━━ Input material ━━

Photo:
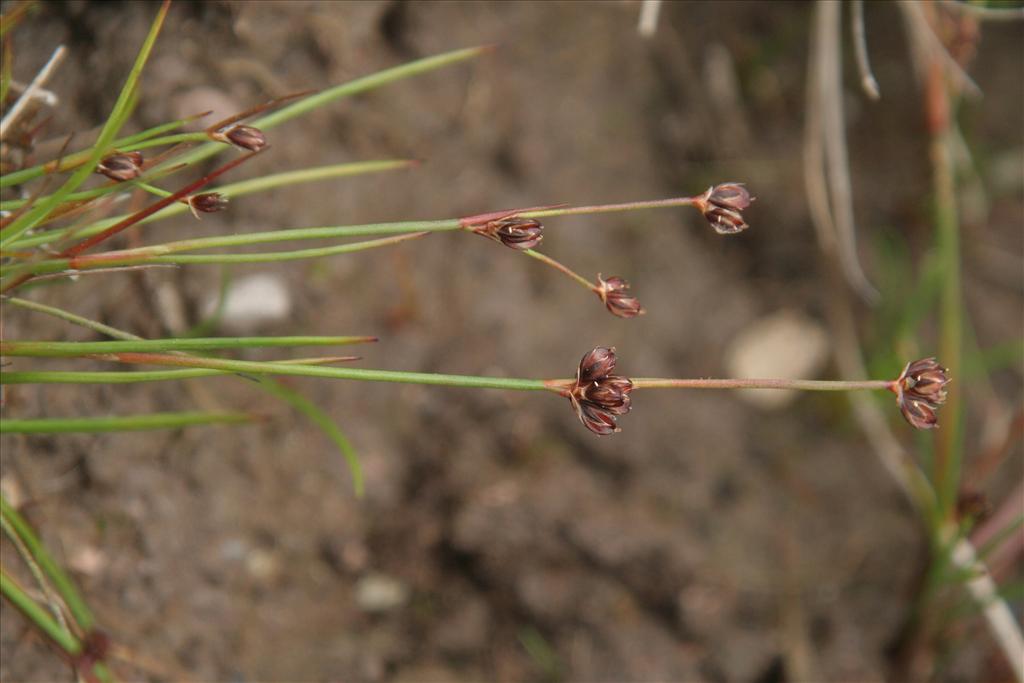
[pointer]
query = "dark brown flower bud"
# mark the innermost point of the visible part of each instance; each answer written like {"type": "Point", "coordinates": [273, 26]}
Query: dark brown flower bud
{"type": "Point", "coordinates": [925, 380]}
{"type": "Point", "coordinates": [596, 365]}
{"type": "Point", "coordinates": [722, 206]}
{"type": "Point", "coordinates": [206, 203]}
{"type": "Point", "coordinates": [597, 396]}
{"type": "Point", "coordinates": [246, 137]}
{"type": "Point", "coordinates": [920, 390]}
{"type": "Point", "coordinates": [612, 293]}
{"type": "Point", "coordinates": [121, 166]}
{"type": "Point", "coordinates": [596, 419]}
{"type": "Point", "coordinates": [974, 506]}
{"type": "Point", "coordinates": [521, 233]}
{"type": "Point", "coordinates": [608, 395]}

━━━
━━ Input material ━━

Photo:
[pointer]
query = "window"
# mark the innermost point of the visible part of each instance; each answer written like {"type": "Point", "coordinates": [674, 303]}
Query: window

━━━
━━ Input material ━━

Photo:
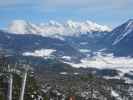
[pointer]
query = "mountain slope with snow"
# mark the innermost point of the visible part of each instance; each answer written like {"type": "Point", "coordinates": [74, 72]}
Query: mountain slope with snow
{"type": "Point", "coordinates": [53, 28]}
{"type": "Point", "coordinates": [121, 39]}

━━━

Assignment: Only the lines holding "like" are wanted, so copy each of them from the material.

Response to the task:
# mark the innermost point of the visible part of each instance; each answer written like {"type": "Point", "coordinates": [273, 26]}
# mark the innermost point of the visible part of each instance; each answer written like {"type": "Point", "coordinates": [674, 303]}
# mark the innermost point of the visible part of each instance; each answer written like {"type": "Point", "coordinates": [74, 72]}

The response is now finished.